[What you have to do]:
Write out all entries word for word.
—————
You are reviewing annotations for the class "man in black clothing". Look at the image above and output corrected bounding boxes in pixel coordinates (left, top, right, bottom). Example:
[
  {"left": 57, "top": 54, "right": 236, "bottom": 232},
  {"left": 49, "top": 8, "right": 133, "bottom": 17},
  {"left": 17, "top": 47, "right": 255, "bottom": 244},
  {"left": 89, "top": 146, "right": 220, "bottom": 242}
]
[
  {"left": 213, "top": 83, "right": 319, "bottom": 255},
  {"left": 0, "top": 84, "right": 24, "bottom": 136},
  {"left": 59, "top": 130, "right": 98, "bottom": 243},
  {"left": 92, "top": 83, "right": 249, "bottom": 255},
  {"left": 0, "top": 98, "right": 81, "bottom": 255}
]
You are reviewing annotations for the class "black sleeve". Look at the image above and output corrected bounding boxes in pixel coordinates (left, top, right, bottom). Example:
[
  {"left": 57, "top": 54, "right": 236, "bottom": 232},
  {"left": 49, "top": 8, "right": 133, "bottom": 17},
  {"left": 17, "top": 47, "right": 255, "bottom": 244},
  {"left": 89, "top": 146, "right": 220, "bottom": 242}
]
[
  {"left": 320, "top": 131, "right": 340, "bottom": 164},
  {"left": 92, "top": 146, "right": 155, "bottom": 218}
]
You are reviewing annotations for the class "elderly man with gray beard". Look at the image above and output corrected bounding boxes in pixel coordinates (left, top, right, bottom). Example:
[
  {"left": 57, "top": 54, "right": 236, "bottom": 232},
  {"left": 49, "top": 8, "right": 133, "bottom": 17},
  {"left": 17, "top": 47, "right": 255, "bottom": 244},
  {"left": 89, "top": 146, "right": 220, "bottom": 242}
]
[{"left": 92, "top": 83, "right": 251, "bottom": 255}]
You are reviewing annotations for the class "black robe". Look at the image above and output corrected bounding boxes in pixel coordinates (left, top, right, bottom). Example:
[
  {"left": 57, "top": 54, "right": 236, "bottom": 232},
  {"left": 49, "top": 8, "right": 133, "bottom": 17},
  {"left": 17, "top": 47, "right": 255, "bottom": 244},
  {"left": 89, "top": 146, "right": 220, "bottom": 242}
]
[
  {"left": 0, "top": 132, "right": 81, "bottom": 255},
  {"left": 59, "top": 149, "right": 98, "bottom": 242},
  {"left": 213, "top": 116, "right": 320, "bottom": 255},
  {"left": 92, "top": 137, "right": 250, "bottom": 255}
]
—————
[Written answer]:
You are reviewing annotations for the class "man in black clothing". Look at the image above and output corrected bounding boxes in pixel coordinates (left, top, right, bottom). Example:
[
  {"left": 57, "top": 54, "right": 236, "bottom": 232},
  {"left": 49, "top": 8, "right": 133, "bottom": 17},
  {"left": 17, "top": 47, "right": 255, "bottom": 244},
  {"left": 89, "top": 146, "right": 220, "bottom": 242}
]
[
  {"left": 213, "top": 83, "right": 319, "bottom": 255},
  {"left": 0, "top": 84, "right": 24, "bottom": 136},
  {"left": 59, "top": 130, "right": 98, "bottom": 243},
  {"left": 92, "top": 83, "right": 249, "bottom": 255},
  {"left": 0, "top": 98, "right": 81, "bottom": 255}
]
You are reviewing annotations for the class "black sleeve". Look at the image above and output corrected bounding boxes in pixel coordinates (left, top, right, bottom). Example:
[
  {"left": 57, "top": 54, "right": 236, "bottom": 232},
  {"left": 49, "top": 8, "right": 133, "bottom": 17},
  {"left": 17, "top": 47, "right": 255, "bottom": 244},
  {"left": 89, "top": 146, "right": 220, "bottom": 242}
]
[
  {"left": 320, "top": 131, "right": 340, "bottom": 164},
  {"left": 92, "top": 146, "right": 155, "bottom": 218}
]
You are reviewing annotations for the class "elderly man with gray beard". Look at the image above and output corrected bounding boxes in pixel coordinates (left, top, right, bottom). Example:
[
  {"left": 57, "top": 54, "right": 236, "bottom": 232},
  {"left": 49, "top": 8, "right": 133, "bottom": 17},
  {"left": 17, "top": 47, "right": 255, "bottom": 244},
  {"left": 89, "top": 146, "right": 220, "bottom": 242}
]
[{"left": 92, "top": 83, "right": 251, "bottom": 255}]
You are reviewing annotations for the class "black robe". Look at the image above and output corrected bounding boxes in pixel coordinates (left, top, right, bottom). Example:
[
  {"left": 57, "top": 54, "right": 236, "bottom": 232},
  {"left": 49, "top": 8, "right": 133, "bottom": 17},
  {"left": 17, "top": 47, "right": 255, "bottom": 244},
  {"left": 89, "top": 146, "right": 220, "bottom": 242}
]
[
  {"left": 0, "top": 132, "right": 81, "bottom": 255},
  {"left": 59, "top": 149, "right": 98, "bottom": 242},
  {"left": 213, "top": 116, "right": 320, "bottom": 255},
  {"left": 92, "top": 137, "right": 250, "bottom": 255}
]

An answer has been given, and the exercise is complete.